Extract every line of the data below that contains the string "refrigerator". Matching is case-sensitive.

═════ GIVEN RECORDS

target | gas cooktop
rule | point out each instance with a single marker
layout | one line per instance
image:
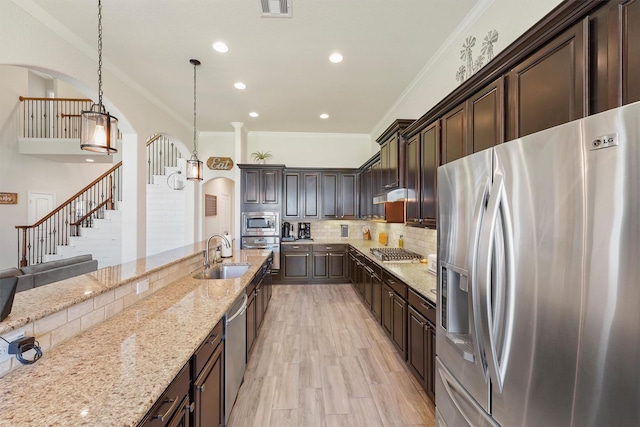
(395, 255)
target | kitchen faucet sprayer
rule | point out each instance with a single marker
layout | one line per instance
(225, 242)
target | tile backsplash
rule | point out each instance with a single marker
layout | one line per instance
(416, 239)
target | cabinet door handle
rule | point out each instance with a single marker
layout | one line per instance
(174, 402)
(212, 339)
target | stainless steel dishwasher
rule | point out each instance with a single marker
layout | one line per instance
(235, 351)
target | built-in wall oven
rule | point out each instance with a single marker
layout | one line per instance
(260, 224)
(271, 243)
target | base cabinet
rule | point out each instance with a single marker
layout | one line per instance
(208, 392)
(422, 342)
(295, 263)
(394, 311)
(314, 263)
(172, 409)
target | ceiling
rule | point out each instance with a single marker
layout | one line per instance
(283, 61)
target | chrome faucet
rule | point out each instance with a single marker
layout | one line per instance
(225, 242)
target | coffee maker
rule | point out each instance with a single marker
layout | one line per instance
(304, 230)
(287, 232)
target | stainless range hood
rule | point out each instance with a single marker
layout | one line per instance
(395, 195)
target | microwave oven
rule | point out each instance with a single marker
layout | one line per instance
(260, 223)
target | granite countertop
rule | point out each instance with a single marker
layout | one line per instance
(414, 274)
(112, 373)
(40, 302)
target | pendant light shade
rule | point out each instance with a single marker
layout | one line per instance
(194, 168)
(98, 128)
(98, 131)
(194, 165)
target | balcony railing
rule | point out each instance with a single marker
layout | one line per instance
(52, 117)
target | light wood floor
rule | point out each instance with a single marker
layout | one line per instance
(321, 359)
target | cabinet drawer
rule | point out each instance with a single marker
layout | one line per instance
(170, 401)
(329, 248)
(426, 308)
(399, 287)
(371, 265)
(202, 355)
(296, 248)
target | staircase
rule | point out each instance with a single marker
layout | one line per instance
(91, 223)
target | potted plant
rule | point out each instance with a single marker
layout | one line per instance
(261, 156)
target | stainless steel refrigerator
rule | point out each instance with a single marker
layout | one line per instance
(539, 279)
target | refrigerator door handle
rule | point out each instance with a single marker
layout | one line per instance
(474, 247)
(465, 405)
(495, 289)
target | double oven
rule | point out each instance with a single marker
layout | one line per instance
(261, 230)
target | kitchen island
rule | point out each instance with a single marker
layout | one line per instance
(113, 372)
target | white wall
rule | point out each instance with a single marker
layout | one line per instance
(21, 173)
(34, 41)
(311, 149)
(511, 18)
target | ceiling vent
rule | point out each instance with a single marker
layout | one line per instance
(276, 8)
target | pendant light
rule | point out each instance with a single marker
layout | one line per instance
(98, 128)
(194, 165)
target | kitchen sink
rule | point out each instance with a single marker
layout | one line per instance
(225, 271)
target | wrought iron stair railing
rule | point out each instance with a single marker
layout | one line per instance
(80, 210)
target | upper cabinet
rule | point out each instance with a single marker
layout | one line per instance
(549, 88)
(320, 194)
(485, 117)
(339, 195)
(422, 161)
(301, 192)
(454, 133)
(630, 47)
(261, 187)
(392, 156)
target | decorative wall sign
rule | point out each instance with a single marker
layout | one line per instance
(220, 163)
(210, 205)
(8, 198)
(466, 54)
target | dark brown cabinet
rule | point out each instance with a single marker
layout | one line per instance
(261, 187)
(454, 134)
(422, 160)
(173, 407)
(629, 48)
(394, 311)
(295, 263)
(485, 117)
(392, 156)
(421, 350)
(549, 87)
(207, 388)
(302, 195)
(318, 263)
(339, 195)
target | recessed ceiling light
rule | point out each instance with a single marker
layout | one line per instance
(221, 47)
(335, 58)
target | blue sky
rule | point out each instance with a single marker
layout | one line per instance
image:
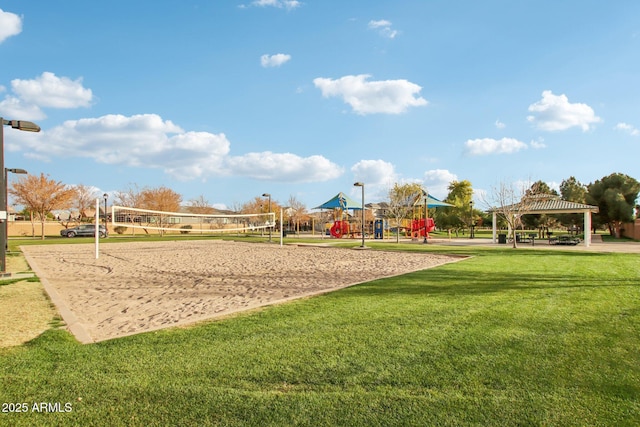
(231, 99)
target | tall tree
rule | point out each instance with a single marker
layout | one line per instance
(42, 195)
(542, 222)
(573, 190)
(84, 198)
(296, 211)
(129, 198)
(510, 203)
(615, 195)
(401, 199)
(461, 215)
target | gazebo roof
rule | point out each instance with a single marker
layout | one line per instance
(550, 204)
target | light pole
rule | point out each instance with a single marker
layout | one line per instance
(105, 196)
(20, 125)
(270, 227)
(426, 215)
(6, 201)
(361, 185)
(471, 219)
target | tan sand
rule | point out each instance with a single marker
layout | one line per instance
(137, 287)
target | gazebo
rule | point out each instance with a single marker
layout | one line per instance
(549, 204)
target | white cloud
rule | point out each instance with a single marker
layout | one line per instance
(437, 181)
(631, 130)
(284, 167)
(286, 4)
(370, 97)
(537, 144)
(14, 107)
(556, 113)
(148, 141)
(10, 25)
(384, 28)
(484, 146)
(274, 60)
(48, 90)
(374, 172)
(45, 91)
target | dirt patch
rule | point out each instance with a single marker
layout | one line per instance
(137, 287)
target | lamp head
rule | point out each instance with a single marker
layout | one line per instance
(24, 125)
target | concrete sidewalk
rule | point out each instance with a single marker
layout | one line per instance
(597, 245)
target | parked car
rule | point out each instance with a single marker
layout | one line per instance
(84, 230)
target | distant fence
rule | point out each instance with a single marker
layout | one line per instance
(632, 229)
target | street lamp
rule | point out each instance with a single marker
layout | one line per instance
(20, 125)
(105, 196)
(471, 218)
(270, 227)
(6, 202)
(426, 216)
(361, 185)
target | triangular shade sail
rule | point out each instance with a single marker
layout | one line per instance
(432, 202)
(341, 201)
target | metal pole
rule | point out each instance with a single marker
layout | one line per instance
(270, 216)
(471, 235)
(362, 226)
(3, 200)
(426, 214)
(20, 125)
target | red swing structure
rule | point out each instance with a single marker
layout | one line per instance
(340, 204)
(421, 224)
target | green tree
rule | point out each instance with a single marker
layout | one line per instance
(461, 215)
(572, 190)
(541, 222)
(615, 195)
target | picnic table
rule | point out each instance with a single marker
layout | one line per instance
(566, 240)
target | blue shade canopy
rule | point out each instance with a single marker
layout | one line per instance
(341, 201)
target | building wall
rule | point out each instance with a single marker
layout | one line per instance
(632, 230)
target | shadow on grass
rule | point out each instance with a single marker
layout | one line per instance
(459, 282)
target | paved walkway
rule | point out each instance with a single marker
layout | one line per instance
(597, 245)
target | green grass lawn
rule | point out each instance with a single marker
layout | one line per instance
(507, 337)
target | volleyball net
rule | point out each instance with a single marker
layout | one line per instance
(189, 223)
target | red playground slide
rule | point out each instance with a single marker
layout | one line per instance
(419, 230)
(339, 229)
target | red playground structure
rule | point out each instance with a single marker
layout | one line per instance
(339, 228)
(417, 228)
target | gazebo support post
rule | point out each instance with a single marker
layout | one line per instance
(587, 228)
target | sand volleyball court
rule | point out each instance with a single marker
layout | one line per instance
(143, 286)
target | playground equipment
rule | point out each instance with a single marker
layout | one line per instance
(417, 228)
(339, 228)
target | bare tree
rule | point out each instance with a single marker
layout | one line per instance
(161, 199)
(129, 198)
(200, 206)
(41, 195)
(297, 210)
(84, 198)
(401, 199)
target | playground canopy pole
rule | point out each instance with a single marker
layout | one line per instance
(426, 214)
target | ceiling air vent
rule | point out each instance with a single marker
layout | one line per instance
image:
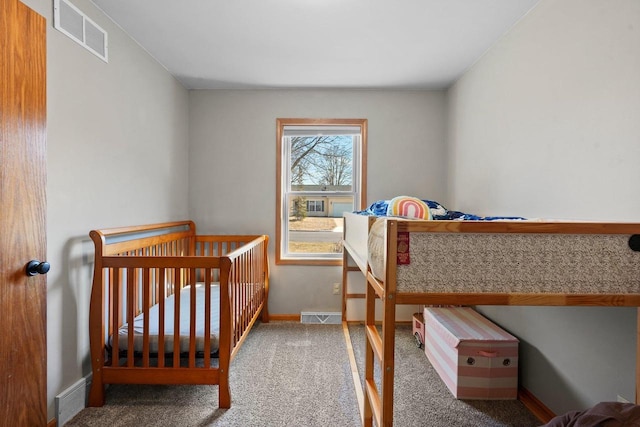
(69, 20)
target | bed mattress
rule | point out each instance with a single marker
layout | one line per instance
(509, 262)
(185, 323)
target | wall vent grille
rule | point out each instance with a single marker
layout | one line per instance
(318, 317)
(70, 20)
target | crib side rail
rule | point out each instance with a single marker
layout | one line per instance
(245, 285)
(244, 289)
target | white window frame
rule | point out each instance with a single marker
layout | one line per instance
(284, 190)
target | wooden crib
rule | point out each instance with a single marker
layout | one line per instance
(166, 301)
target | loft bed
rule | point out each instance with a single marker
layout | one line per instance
(169, 306)
(479, 262)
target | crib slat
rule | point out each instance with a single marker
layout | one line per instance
(161, 288)
(115, 292)
(146, 303)
(176, 317)
(207, 317)
(192, 320)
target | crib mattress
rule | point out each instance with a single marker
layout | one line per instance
(169, 323)
(509, 262)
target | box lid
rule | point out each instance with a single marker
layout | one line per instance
(464, 324)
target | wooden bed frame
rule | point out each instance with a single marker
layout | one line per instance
(140, 266)
(378, 404)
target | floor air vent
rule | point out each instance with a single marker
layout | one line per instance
(321, 317)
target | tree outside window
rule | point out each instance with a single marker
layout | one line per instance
(321, 173)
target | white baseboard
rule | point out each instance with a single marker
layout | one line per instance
(72, 400)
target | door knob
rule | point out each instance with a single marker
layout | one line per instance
(36, 267)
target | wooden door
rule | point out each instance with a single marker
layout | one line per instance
(23, 391)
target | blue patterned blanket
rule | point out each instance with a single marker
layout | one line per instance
(438, 212)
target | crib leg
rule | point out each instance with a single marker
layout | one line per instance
(96, 392)
(224, 393)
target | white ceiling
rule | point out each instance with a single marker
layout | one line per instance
(211, 44)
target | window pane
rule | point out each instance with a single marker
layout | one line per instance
(321, 163)
(315, 226)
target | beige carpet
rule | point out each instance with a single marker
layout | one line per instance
(290, 374)
(285, 374)
(422, 399)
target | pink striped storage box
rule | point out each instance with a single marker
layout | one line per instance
(475, 358)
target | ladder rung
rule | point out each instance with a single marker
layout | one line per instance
(376, 285)
(376, 341)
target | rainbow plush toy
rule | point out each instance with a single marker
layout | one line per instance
(408, 207)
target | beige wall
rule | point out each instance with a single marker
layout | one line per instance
(233, 148)
(117, 155)
(547, 124)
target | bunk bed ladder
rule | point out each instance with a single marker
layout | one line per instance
(381, 347)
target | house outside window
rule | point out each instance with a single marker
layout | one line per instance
(320, 175)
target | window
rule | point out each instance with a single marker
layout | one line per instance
(321, 174)
(315, 205)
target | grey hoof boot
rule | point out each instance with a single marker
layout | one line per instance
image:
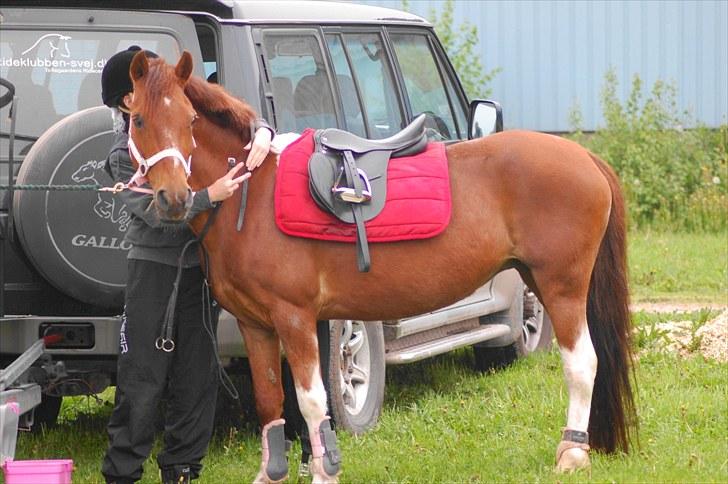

══════════

* **EXPECTED ANSWER**
target | stainless steel refrigerator
target | refrigerator door handle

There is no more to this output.